> **Excerpted text**:
○ ○ ○ ○ ○

I think anyone can agree that with the amount of secrecy in Gaza—no foreign press, no press can go in. No foreign entity or anybody who may speak out against the IDF or Israel. When I think about the secrecy and the hiding of the truth and the doublespeak and the language of “Oh, no one’s being shot, and no one’s starving.” Then when you show ample evidence to the contrary, then the narrative turns to “OK, well some people are starving, and some people are being shot, but Hamas is bad.” You create these red herring arguments. So when you think secrecy, red herring arguments deflecting blame, there are other countries in the world that do that. North Korea. Is that the line-up that we want to be with in terms of how we engage in the world and how we prosecute conflicts and wars? I don’t think so.

○ ○ ○ ○ ○

> **Set exercise**:
Pick up the statement about secrecy around Gaza and continue it past its last sentence.

○ ○ ○ ○ ○

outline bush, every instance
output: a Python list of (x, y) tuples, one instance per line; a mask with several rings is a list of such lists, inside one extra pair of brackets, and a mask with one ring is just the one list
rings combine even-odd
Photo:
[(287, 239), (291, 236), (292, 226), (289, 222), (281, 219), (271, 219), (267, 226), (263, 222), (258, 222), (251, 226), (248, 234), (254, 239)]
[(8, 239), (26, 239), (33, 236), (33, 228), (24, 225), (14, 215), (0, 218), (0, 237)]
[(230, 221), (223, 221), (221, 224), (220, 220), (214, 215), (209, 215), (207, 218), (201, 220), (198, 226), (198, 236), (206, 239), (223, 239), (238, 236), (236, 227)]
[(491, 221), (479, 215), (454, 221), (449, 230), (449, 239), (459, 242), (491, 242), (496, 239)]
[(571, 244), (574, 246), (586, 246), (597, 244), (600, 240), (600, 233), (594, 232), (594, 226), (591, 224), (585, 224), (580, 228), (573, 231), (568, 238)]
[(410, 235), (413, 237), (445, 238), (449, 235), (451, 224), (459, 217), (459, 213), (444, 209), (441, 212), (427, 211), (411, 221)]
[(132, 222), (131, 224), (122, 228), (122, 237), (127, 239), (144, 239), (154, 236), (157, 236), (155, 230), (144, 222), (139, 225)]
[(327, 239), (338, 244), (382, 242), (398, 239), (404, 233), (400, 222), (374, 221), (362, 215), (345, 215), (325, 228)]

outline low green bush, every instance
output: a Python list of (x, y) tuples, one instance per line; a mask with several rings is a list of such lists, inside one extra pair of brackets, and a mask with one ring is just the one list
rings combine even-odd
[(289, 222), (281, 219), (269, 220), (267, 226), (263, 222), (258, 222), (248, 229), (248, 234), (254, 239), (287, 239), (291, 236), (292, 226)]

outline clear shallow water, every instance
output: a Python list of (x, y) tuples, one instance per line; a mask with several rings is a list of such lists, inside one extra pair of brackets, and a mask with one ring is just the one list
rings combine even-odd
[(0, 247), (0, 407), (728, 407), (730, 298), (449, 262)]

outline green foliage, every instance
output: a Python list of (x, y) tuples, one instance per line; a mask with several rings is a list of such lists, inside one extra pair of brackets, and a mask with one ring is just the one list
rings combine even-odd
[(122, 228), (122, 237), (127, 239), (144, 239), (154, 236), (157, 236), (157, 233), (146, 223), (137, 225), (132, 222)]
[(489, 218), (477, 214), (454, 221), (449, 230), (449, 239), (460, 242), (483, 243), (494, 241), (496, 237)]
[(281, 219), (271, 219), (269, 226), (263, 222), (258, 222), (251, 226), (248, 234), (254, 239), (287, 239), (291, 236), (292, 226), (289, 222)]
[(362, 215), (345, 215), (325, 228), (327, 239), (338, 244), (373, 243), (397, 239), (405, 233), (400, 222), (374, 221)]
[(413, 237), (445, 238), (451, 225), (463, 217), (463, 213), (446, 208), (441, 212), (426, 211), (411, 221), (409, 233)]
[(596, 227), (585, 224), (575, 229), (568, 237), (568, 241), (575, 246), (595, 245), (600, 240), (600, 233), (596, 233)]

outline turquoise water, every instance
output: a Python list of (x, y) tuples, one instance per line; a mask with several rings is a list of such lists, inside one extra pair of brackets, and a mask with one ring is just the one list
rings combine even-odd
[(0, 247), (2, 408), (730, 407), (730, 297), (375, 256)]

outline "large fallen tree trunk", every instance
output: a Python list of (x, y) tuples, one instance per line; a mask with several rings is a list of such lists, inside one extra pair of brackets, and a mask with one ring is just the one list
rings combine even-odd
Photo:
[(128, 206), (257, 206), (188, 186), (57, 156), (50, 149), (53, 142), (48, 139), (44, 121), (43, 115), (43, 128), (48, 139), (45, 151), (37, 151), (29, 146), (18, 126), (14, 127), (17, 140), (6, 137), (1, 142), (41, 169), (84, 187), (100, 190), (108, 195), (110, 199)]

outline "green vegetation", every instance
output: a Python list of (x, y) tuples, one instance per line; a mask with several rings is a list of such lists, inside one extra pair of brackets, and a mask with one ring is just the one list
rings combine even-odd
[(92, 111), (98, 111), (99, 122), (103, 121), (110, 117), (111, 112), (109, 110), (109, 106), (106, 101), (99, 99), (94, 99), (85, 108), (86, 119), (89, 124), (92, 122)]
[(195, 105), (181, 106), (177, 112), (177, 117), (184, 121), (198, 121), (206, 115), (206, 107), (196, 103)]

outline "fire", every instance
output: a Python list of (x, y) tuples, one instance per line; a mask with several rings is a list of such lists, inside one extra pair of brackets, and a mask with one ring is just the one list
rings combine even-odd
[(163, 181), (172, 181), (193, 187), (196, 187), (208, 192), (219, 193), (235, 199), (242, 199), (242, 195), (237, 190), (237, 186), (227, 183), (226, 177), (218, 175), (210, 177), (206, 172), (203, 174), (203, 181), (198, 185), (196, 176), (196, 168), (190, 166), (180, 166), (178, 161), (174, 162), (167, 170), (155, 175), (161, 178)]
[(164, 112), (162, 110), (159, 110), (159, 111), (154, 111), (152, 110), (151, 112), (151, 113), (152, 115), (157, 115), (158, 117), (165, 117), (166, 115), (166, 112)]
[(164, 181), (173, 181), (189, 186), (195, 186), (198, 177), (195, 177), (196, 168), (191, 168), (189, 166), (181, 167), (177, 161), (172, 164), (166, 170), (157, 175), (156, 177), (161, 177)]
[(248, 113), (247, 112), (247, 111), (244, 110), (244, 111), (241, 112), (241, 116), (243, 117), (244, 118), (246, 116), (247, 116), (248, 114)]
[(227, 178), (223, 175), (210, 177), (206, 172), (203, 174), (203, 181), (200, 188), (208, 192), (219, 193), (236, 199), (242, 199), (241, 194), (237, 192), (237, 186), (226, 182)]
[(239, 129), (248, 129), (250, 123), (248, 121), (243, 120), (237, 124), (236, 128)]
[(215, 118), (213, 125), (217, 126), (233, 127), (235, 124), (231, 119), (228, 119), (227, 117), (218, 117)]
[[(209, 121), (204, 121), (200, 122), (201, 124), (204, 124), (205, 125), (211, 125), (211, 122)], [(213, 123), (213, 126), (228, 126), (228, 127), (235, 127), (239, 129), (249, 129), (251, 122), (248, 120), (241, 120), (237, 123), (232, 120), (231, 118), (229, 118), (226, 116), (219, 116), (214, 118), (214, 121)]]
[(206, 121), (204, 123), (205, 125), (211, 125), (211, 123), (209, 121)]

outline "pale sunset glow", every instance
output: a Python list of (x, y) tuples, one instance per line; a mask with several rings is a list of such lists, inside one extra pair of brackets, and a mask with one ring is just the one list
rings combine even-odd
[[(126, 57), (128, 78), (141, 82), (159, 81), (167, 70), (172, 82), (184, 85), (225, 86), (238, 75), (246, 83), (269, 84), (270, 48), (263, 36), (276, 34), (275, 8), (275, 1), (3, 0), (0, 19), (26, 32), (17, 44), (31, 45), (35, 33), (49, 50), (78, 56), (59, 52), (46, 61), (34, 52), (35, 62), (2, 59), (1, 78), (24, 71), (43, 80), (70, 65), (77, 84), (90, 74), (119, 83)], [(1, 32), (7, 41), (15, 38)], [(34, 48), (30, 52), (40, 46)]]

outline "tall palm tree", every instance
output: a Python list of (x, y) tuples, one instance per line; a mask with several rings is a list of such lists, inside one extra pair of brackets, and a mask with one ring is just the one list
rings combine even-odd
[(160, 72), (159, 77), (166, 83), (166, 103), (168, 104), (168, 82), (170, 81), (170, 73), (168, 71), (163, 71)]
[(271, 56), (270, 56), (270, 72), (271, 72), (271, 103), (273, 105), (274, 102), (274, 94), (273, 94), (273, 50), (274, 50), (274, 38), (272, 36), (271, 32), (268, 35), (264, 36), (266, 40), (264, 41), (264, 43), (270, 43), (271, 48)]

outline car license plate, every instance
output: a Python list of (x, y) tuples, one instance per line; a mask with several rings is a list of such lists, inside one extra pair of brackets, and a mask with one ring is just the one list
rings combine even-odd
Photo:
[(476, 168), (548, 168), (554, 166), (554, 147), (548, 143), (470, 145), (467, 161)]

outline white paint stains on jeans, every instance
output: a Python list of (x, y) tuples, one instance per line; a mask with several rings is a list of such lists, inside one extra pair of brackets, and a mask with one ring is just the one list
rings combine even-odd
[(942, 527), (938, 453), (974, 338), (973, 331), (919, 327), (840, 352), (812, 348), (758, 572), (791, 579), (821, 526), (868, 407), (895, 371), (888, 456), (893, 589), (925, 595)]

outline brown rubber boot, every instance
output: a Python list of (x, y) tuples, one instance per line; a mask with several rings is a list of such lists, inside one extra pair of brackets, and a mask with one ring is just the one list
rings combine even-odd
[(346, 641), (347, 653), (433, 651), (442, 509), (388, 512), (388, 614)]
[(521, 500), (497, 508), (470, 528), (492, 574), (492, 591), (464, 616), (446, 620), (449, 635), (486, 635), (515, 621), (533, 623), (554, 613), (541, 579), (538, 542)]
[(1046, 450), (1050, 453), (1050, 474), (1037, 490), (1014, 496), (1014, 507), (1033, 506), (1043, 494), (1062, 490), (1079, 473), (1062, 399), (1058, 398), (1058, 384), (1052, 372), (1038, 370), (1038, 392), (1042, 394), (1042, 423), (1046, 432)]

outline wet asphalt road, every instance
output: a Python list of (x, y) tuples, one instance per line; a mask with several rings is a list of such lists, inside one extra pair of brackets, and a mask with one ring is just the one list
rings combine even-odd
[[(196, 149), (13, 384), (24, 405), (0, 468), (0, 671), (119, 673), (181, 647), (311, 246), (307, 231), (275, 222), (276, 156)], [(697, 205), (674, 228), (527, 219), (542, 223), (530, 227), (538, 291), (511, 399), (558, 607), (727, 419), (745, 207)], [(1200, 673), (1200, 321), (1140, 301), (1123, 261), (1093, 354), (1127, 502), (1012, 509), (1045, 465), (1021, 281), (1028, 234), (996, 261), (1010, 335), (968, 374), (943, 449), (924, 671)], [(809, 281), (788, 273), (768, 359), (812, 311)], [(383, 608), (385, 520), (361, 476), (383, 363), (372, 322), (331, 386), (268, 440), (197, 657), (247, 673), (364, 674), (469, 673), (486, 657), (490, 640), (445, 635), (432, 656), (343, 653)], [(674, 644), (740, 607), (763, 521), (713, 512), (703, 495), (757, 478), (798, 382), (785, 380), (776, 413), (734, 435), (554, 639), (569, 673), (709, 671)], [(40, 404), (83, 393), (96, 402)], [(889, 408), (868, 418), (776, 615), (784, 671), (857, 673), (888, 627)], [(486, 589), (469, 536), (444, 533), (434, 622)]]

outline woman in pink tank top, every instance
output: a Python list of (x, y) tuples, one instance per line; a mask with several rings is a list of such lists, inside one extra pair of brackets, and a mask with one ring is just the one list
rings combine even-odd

○ ○ ○ ○ ○

> **Reply to the task**:
The third piece I look to is Israel, an ally, and their position in the world. If they continue down this path to where it is now evident to the world that there is starvation; it is evident to the world that it is seemingly systematic and that it’s done intentionally. If Israel does not change their approach of what they’re doing to include not going forth with a full-scale invasion of Gaza; if they continue on this path, this trajectory, they’re only going to harm their position on the world stage. They will lose allies and supporters, and they will make themselves more of a target and isolate themselves to the point where they will not have support in the future. Again, I always make an attempt to take in all perspectives, everyone’s view, why someone thinks the way they do. I did not lose a close family member or a fellow citizen on October 7th. So, it would be unfair of me to say, “This is how an Israeli or the IDF should feel.” That would be unfair of me to say that.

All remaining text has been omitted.